The data section start
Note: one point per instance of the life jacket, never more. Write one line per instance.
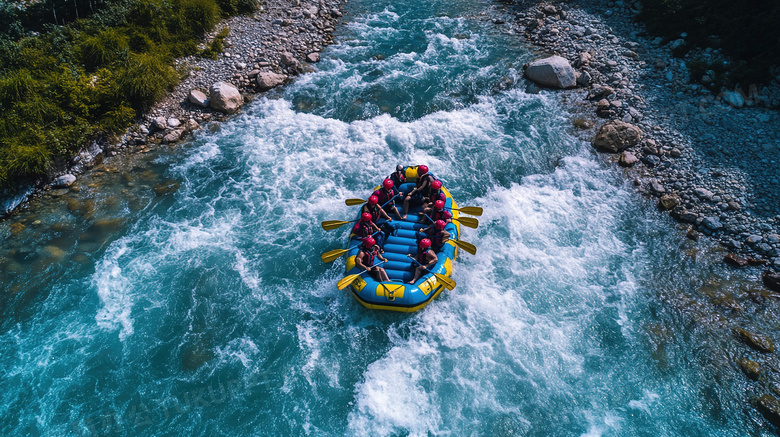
(363, 229)
(397, 179)
(384, 195)
(437, 238)
(368, 255)
(373, 210)
(440, 215)
(421, 255)
(427, 192)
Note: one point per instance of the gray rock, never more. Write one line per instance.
(615, 136)
(267, 80)
(225, 97)
(159, 123)
(63, 181)
(199, 98)
(651, 160)
(703, 193)
(288, 60)
(584, 79)
(173, 136)
(554, 71)
(734, 99)
(627, 159)
(712, 223)
(754, 239)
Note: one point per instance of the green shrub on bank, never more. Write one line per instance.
(748, 31)
(70, 84)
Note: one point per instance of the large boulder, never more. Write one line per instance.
(616, 136)
(554, 71)
(268, 79)
(199, 98)
(225, 97)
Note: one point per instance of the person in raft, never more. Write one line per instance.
(436, 233)
(364, 228)
(385, 195)
(372, 207)
(436, 194)
(438, 212)
(398, 177)
(422, 192)
(365, 260)
(426, 257)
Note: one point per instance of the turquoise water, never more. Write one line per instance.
(202, 308)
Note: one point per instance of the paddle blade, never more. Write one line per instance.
(471, 210)
(468, 222)
(468, 247)
(345, 281)
(448, 283)
(330, 225)
(332, 255)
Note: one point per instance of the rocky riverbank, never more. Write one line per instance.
(262, 51)
(710, 160)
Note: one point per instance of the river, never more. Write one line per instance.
(181, 293)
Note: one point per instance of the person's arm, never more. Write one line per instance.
(359, 261)
(433, 259)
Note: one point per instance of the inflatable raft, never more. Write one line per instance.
(398, 295)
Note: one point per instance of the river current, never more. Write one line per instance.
(184, 294)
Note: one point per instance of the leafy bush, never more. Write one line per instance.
(91, 77)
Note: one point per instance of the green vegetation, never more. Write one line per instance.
(74, 71)
(747, 31)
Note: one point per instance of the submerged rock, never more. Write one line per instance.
(225, 97)
(771, 280)
(267, 80)
(616, 135)
(756, 341)
(751, 368)
(554, 71)
(769, 406)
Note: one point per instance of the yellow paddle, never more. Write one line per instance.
(330, 225)
(448, 283)
(468, 247)
(346, 280)
(470, 210)
(468, 222)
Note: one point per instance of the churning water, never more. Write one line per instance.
(203, 308)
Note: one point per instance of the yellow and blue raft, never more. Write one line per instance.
(398, 295)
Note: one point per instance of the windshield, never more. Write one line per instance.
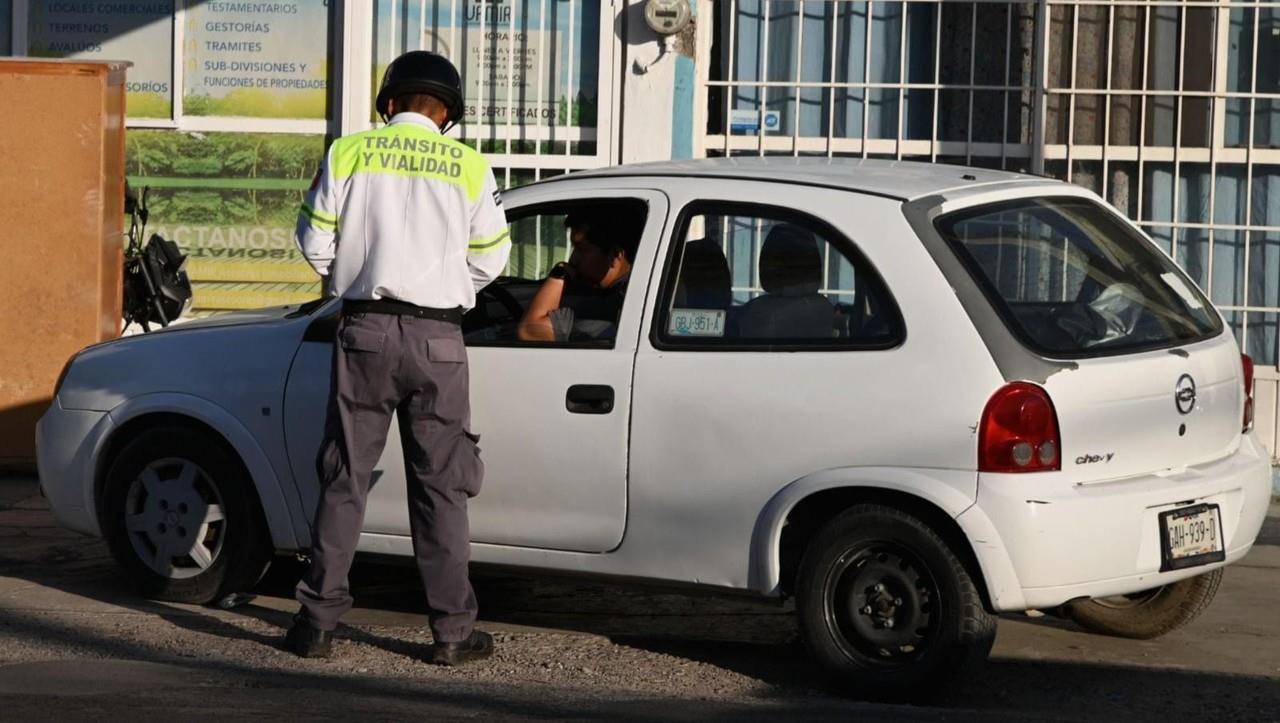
(1072, 279)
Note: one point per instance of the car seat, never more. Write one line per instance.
(704, 278)
(790, 275)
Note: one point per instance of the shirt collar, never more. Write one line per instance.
(416, 118)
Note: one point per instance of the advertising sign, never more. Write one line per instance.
(231, 201)
(140, 31)
(521, 63)
(256, 59)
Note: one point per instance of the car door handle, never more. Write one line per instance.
(589, 399)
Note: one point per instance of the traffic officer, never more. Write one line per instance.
(407, 225)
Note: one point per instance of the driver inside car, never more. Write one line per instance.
(581, 298)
The data section end
**Task prompt**
Take each line from the records and copy it unchanged, leaving images out.

**Answer to the problem**
Note: one point per instance of the life jacket, never more. Write one line per instance.
(363, 229)
(397, 179)
(384, 195)
(437, 238)
(368, 255)
(373, 210)
(440, 215)
(421, 255)
(427, 192)
Note: one point per instance of the gray rock, never more. Write one line per instance.
(615, 136)
(267, 80)
(225, 97)
(159, 123)
(63, 181)
(199, 98)
(651, 160)
(703, 193)
(288, 60)
(584, 79)
(173, 136)
(554, 71)
(734, 99)
(627, 159)
(712, 223)
(754, 239)
Note: one point per instance of the green shrub on bank, never more. Write one line per instance.
(748, 31)
(70, 84)
Note: one point per instance of the large boulder, never more. Write one line per instance.
(616, 136)
(554, 71)
(268, 79)
(199, 98)
(225, 97)
Note: one point per instance of the person in raft, never more. Write one line per instance.
(436, 233)
(364, 228)
(385, 195)
(372, 207)
(436, 194)
(438, 212)
(398, 177)
(422, 192)
(365, 260)
(426, 257)
Note: one point per instance of the turquoise water, never more. Write one line per instance.
(202, 308)
Note: one point per instance of the paddle blade, never more. Write one line per instance.
(471, 210)
(468, 222)
(468, 247)
(345, 281)
(448, 283)
(330, 225)
(332, 255)
Note: one point per instance of the rocky riverbank, never more. Write one line per instance.
(262, 51)
(710, 160)
Note: one point per instance of the river, never more. Write one line per instance.
(181, 293)
Note: one point per instance of the person's arm, never more. Write one line per instance.
(359, 261)
(433, 259)
Note: one point per instance of the inflatable raft, never more. Write one line per instance.
(398, 295)
Note: one point per instance of the river current, never more. Write one line per instance.
(184, 294)
Note: one point per instance of the leafy bush, never more. Write one line per instance.
(91, 77)
Note: one point per instance of the green vegetation, never more. Write one line per instance.
(74, 71)
(747, 31)
Note: one point per instance of the submerged rock, never more. Write one line per instance.
(225, 97)
(771, 280)
(267, 80)
(616, 135)
(756, 341)
(751, 368)
(554, 71)
(769, 406)
Note: one point per instance of the yellow paddle, never more. Write one line per instance.
(330, 225)
(448, 283)
(468, 247)
(346, 280)
(470, 210)
(468, 222)
Note: one point per instance of the churning water, never more. Write one line per instance.
(203, 308)
Note: one point per instance of the yellow and blue raft, never more. Write one line per instance.
(398, 295)
Note: one point per instance of the windshield, never more. Write one line per instance.
(1072, 279)
Note: one point per instance of the car seat, never more. Write one line per instance.
(704, 278)
(790, 275)
Note: one point per instance of the shirt collar, never more. Write one line per instance.
(416, 118)
Note: one point per instance of the advertising sign, never more. Write one line per instance.
(231, 201)
(140, 31)
(521, 63)
(256, 59)
Note: one point per instance of the car door handle, never more. Write one line per instance.
(589, 399)
Note: one point per instance of the traffic officer, never more. Write one line per instance.
(407, 225)
Note: one point per instance of the driver inside car, never more. Write one line per instance.
(581, 298)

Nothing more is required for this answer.